A word-for-word copy of the line containing "In this exercise you will indicate the fluffy" and every following line to the end of the data below is all the answer should hold.

[Data listing Boundary: Start]

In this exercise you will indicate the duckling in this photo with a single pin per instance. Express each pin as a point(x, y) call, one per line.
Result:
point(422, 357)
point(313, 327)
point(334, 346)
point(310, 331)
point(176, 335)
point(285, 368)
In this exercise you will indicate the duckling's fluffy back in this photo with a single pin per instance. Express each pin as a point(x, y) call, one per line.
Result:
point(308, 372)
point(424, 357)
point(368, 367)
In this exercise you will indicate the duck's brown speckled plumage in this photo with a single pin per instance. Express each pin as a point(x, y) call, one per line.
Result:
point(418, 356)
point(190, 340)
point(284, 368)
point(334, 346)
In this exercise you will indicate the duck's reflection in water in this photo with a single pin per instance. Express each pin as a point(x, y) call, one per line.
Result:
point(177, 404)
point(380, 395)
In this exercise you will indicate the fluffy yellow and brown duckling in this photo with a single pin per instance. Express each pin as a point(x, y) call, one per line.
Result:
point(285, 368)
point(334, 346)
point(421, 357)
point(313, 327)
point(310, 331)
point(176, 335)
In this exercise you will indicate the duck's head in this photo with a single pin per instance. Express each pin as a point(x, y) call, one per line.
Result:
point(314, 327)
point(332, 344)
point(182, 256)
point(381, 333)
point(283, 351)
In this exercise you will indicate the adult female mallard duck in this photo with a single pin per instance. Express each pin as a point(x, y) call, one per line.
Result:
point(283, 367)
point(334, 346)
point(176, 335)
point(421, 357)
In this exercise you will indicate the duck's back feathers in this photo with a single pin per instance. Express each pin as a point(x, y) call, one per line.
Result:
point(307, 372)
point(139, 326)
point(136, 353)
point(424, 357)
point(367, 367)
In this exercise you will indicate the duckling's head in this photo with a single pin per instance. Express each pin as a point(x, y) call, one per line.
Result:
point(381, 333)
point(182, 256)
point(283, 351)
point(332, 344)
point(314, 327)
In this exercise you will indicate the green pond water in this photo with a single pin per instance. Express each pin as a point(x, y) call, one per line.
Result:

[Data listing Boundary: End]

Result:
In this exercise you will indicate the fluffy yellow and brown duckling in this photo with a single pin per instance. Express each pin as a point(x, y) call, one per line.
Result:
point(285, 368)
point(334, 346)
point(421, 357)
point(313, 327)
point(310, 331)
point(176, 335)
In this exercise you will indicate the duck's head in this photo with a single pin per instance. Express each pin as a point(x, y) call, one per line.
Result:
point(314, 327)
point(332, 344)
point(182, 256)
point(381, 333)
point(283, 351)
In this exercise you will indicate the adult female mallard duck in this photo with a single pin per instance. Express each pin as a point(x, y) call, one per line.
Result:
point(283, 367)
point(334, 346)
point(176, 335)
point(421, 357)
In this exercise you will indicate the duck's back feathers in this photo with a single pin per instance. Express each pin as a point(x, y) call, one per line.
Result:
point(307, 372)
point(139, 326)
point(136, 353)
point(424, 357)
point(367, 367)
In this exercise you will indicate the duckling's head in this photo with a single pin per instance. Express each pin as a point(x, y) call, one per line.
Result:
point(381, 333)
point(182, 256)
point(283, 351)
point(332, 344)
point(314, 327)
In this exercise you will indicate the green pond water in this photo with a single pin per instance. Express each pin as a point(x, y) call, one per line.
Result:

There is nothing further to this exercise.